Texte source –

---*---

L'énorme bûche de Ken Kesey

Suite de ma plongée dans les 60’s où je vous reparle de Ken Kesey, le protagoniste « joyeux luron » (Merry Pranksters) du bus psychédélique (voir mon article sur Acid test de Tom Wolfe). Avant de faire ce trip bourré de came, Ken Kesey avait déjà écrit Vol au-dessus d’un nid de coucou avec le succès que l’on sait et ce mahousse roman Et quelquefois j’ai comme une grande idée, son meilleur selon lui.
C’est un engin énorme, lourd, dense, foisonnant mais pas du tout dans la veine hallucinatoire, bien que quelques passages écrits sous champignons bizarres. C’est une terrible épopée dans le noyau dur des bûcherons de l’Oregon qui se battent jour et nuit contre les éléments, les pluies diluviennes, la marée qui remonte le courant du fleuve, le froid, le relief pentu, les accidents de travail pour vendre leurs grumes, autrement dit les arbres qu’ils débitent dans cet Oregon quelque peu inhospitalier.

---*---

Consignes –
(a) D'après l'article sur le roman de Ken Kesey, quel livre l'auteur considérait-il comme son meilleur ?
(b) Prolongez l'article sur le roman de Ken Kesey en enchaînant directement après sa dernière phrase.

(Extraits d'un jeu de données d'annotation de lieux)
---*---

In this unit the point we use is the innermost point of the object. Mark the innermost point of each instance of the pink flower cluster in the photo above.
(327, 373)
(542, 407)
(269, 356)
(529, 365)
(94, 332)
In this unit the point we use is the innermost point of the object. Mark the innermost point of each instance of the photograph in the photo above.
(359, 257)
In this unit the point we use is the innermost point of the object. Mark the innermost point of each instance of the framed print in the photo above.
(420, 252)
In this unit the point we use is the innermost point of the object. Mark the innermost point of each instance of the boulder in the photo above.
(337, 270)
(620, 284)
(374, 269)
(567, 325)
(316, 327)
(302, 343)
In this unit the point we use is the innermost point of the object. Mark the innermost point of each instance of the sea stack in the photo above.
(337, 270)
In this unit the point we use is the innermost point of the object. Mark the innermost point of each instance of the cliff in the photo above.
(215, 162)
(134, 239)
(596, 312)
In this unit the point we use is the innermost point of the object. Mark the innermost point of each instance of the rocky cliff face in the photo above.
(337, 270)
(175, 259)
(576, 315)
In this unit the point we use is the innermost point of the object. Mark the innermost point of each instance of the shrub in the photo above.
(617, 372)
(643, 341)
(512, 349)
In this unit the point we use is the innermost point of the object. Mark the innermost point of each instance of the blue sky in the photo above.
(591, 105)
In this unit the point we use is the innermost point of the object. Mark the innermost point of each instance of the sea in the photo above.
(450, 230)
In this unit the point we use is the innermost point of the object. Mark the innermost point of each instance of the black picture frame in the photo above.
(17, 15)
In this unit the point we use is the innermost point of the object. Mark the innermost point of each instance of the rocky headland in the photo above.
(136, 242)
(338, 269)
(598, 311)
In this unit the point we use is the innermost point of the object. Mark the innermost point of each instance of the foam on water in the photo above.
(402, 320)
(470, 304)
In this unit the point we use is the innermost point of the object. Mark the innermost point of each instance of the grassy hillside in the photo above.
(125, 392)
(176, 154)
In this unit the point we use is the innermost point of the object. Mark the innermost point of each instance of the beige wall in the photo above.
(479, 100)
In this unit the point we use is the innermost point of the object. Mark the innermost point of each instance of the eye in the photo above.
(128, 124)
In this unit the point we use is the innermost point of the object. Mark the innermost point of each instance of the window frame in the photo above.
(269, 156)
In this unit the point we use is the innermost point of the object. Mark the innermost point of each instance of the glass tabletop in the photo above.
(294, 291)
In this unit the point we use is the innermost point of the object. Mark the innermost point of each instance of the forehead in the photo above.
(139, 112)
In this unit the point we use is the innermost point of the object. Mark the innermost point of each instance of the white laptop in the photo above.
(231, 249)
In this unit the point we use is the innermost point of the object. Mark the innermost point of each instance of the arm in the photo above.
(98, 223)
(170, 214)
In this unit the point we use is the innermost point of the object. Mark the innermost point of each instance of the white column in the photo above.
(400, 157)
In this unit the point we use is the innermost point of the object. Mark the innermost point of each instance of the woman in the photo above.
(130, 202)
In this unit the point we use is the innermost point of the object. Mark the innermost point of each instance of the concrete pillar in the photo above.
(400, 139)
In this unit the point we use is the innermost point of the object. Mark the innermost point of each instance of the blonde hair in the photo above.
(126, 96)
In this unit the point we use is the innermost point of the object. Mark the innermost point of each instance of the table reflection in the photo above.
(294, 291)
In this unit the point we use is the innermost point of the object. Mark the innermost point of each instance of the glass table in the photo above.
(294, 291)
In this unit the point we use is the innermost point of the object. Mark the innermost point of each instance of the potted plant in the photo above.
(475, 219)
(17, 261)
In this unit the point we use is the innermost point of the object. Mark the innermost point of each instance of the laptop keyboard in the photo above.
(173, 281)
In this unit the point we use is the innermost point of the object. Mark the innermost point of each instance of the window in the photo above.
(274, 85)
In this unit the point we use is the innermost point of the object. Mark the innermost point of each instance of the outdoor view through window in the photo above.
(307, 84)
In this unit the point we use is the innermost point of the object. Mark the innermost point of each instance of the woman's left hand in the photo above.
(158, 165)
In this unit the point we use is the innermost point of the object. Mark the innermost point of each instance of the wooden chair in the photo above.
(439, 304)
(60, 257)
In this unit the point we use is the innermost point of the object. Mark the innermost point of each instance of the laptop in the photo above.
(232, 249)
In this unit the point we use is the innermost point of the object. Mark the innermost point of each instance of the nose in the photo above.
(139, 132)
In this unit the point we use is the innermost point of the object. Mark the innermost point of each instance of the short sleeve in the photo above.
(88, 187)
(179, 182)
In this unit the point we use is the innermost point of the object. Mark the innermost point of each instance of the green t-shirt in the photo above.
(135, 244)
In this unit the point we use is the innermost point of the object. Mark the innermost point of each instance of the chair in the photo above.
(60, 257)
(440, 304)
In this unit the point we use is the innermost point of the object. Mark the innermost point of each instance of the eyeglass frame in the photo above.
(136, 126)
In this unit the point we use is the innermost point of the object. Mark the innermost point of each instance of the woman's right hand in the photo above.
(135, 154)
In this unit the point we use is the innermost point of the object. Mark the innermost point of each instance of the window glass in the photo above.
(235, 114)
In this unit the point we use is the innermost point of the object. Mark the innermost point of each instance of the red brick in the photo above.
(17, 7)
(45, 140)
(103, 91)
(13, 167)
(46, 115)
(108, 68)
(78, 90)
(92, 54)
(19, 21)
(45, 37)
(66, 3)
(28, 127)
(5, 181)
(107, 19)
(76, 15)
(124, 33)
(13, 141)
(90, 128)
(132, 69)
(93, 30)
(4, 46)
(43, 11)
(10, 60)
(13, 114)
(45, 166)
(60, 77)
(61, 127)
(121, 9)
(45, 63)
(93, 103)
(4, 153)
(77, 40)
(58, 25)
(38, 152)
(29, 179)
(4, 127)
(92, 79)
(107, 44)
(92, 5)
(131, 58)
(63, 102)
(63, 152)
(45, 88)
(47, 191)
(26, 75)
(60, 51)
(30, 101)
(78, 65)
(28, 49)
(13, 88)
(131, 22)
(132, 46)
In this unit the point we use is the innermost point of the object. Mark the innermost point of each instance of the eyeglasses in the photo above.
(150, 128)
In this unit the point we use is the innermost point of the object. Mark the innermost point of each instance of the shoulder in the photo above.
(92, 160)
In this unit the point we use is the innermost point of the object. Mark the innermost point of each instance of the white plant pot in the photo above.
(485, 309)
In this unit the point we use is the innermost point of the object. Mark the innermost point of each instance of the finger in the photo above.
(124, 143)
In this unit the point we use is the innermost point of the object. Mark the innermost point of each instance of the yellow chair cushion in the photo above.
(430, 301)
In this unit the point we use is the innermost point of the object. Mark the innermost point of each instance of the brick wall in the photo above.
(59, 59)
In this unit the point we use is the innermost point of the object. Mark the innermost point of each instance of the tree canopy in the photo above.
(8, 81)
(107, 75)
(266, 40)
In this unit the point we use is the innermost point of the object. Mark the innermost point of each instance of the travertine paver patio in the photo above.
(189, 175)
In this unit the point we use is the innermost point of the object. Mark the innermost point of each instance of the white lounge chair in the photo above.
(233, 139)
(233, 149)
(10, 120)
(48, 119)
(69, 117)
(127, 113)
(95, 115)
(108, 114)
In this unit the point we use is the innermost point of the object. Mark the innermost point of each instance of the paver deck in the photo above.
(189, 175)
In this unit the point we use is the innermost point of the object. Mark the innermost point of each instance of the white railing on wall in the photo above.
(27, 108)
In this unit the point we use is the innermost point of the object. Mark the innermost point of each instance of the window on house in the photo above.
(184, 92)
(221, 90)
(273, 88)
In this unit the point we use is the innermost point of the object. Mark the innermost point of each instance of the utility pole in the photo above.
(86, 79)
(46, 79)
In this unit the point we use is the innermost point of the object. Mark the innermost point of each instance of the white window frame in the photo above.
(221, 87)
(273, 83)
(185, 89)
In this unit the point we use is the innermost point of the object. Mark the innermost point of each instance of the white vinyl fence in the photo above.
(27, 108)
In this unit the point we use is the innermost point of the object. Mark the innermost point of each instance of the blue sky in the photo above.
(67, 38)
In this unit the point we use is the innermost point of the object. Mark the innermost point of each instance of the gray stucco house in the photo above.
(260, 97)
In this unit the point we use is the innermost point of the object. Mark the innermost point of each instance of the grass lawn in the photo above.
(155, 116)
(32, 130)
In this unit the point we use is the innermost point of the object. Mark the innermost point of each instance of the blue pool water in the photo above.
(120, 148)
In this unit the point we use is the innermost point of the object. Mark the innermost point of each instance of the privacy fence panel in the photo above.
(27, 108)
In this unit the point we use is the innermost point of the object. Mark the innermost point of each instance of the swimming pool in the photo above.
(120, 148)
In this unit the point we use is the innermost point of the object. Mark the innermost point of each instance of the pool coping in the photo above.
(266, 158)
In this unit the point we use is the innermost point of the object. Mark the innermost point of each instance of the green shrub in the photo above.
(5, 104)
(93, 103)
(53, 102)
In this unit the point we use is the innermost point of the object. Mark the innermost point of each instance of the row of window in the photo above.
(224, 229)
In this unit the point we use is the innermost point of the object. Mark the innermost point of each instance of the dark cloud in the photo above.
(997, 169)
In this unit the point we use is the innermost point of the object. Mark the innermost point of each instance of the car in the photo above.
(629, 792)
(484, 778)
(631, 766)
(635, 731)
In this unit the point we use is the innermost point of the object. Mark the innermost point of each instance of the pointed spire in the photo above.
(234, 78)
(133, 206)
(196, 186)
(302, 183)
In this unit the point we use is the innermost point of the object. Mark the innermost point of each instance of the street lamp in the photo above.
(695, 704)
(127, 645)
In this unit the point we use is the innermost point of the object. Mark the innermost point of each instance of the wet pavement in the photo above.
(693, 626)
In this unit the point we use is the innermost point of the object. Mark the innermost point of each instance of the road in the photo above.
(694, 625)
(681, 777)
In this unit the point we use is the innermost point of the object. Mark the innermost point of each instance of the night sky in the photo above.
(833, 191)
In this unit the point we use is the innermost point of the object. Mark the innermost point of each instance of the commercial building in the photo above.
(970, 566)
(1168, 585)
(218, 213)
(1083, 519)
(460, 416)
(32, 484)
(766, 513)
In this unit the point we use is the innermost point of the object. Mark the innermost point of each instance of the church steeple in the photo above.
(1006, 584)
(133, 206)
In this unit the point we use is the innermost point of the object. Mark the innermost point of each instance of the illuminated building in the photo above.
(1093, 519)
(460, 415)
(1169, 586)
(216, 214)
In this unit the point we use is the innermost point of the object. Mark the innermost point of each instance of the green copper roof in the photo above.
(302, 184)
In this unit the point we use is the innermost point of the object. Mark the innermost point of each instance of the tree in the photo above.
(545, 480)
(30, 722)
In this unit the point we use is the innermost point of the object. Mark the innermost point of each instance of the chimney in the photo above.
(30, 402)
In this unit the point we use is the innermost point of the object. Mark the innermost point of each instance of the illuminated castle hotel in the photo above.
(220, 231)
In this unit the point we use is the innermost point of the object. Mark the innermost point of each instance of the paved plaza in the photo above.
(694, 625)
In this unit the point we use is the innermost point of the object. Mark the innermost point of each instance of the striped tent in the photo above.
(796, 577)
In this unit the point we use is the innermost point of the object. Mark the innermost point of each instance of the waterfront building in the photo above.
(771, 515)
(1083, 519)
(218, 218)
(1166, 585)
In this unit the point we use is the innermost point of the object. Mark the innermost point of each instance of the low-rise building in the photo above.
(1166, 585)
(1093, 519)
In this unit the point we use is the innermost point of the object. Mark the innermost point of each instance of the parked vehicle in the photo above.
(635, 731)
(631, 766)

---*---

Réponses aux consignes –
(a) Et quelquefois j'ai comme une grande idée.

(b)
En scène une famille de mecs ultra burnés —  où un doigt tranché est aussi insignifiant qu’une piqûre de libellule  — qui résiste au puissant syndicat et à ses appels à la grève. Dans ce lieu trou-du-cul-du-mondesque  où les caractères les plus trempés (c’est le cas de le dire) se défient à mort, on va assister à l’affrontement de deux frangins, demi-frères, l’un une vraie brute de décoffrage, fort comme trois Turcs et l’autre, un étudiant de la ville sans cals aux mains, revenu au pays pour filer son aide. Officiellement. En fait pour dézinguer son frère après ce qu’il lui a fait jadis. Et pas que jadis. De la grosse merde, quoi. Et qui, malgré sa délicatesse d’intello, va se révéler opiniâtre et barjot.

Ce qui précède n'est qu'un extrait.